Listed entries START

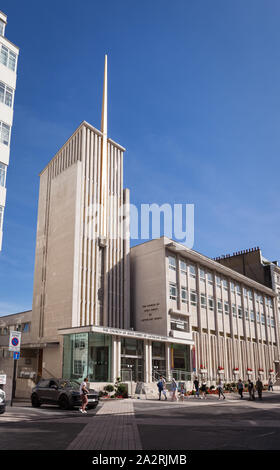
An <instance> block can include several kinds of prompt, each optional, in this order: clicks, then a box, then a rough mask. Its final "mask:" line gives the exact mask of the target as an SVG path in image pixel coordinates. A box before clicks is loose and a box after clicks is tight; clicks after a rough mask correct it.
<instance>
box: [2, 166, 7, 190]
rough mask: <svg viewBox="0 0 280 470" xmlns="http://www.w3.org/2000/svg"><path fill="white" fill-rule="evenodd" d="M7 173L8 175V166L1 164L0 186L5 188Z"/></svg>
mask: <svg viewBox="0 0 280 470" xmlns="http://www.w3.org/2000/svg"><path fill="white" fill-rule="evenodd" d="M6 173H7V165H4V163H0V186H3V188H5V186H6Z"/></svg>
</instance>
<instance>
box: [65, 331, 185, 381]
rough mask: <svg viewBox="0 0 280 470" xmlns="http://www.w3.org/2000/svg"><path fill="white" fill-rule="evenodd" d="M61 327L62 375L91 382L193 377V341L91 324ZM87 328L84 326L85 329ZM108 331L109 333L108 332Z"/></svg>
mask: <svg viewBox="0 0 280 470" xmlns="http://www.w3.org/2000/svg"><path fill="white" fill-rule="evenodd" d="M71 330H72V329H70V330H62V331H61V334H63V337H64V339H63V343H64V347H63V377H64V378H69V379H75V380H81V379H83V378H84V377H88V378H89V380H90V382H94V383H98V382H99V383H108V382H114V381H115V380H116V379H117V378H118V377H120V378H121V380H122V381H123V382H131V381H132V382H153V381H156V380H157V379H158V377H159V375H163V376H165V377H167V378H168V379H171V378H172V377H175V378H176V379H177V380H181V379H182V380H191V346H192V341H189V342H188V344H186V341H182V340H175V342H173V341H170V338H168V337H162V336H159V335H149V334H146V333H140V332H136V331H132V330H118V329H115V328H114V329H113V328H103V327H88V328H87V331H83V332H79V329H73V330H74V331H72V332H71ZM84 330H85V329H84ZM105 330H106V332H105Z"/></svg>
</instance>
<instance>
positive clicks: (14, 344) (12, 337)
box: [9, 331, 21, 352]
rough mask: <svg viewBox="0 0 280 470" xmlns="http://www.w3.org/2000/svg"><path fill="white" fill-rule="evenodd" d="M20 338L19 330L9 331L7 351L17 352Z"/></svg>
mask: <svg viewBox="0 0 280 470" xmlns="http://www.w3.org/2000/svg"><path fill="white" fill-rule="evenodd" d="M20 340H21V332H20V331H11V332H10V341H9V351H14V352H19V351H20Z"/></svg>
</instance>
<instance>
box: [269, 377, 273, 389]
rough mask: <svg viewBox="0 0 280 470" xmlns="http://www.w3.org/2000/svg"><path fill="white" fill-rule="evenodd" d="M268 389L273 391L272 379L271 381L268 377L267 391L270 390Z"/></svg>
mask: <svg viewBox="0 0 280 470" xmlns="http://www.w3.org/2000/svg"><path fill="white" fill-rule="evenodd" d="M270 390H271V391H272V392H273V381H272V379H269V381H268V391H269V392H270Z"/></svg>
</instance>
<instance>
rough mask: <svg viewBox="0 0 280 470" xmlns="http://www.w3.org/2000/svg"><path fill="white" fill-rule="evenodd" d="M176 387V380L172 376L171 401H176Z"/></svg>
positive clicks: (177, 387) (176, 390) (177, 385)
mask: <svg viewBox="0 0 280 470" xmlns="http://www.w3.org/2000/svg"><path fill="white" fill-rule="evenodd" d="M177 389H178V385H177V382H176V380H175V379H174V378H173V379H172V382H171V392H172V401H175V400H176V401H177V400H178V398H177V395H176V391H177Z"/></svg>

Listed entries END

What the task requires: Write out exactly and only the lines that run from the start of the data above through the line containing "box: [65, 331, 185, 381]", leaving the pictures out.

Reply:
An <instance> block can include several kinds of prompt, each optional, in this order: clicks, then a box, then a rough mask. Its final "mask:" line gives the exact mask of the target as an SVG path in image pixel coordinates. A box before clicks is loose and a box after clicks is tight; clicks after a rough mask correct it.
<instance>
box: [2, 166, 7, 190]
rough mask: <svg viewBox="0 0 280 470" xmlns="http://www.w3.org/2000/svg"><path fill="white" fill-rule="evenodd" d="M7 173L8 175V166L1 164L0 186L5 188Z"/></svg>
mask: <svg viewBox="0 0 280 470" xmlns="http://www.w3.org/2000/svg"><path fill="white" fill-rule="evenodd" d="M6 173H7V165H4V163H0V186H3V188H5V186H6Z"/></svg>
</instance>
<instance>
box: [65, 331, 185, 381]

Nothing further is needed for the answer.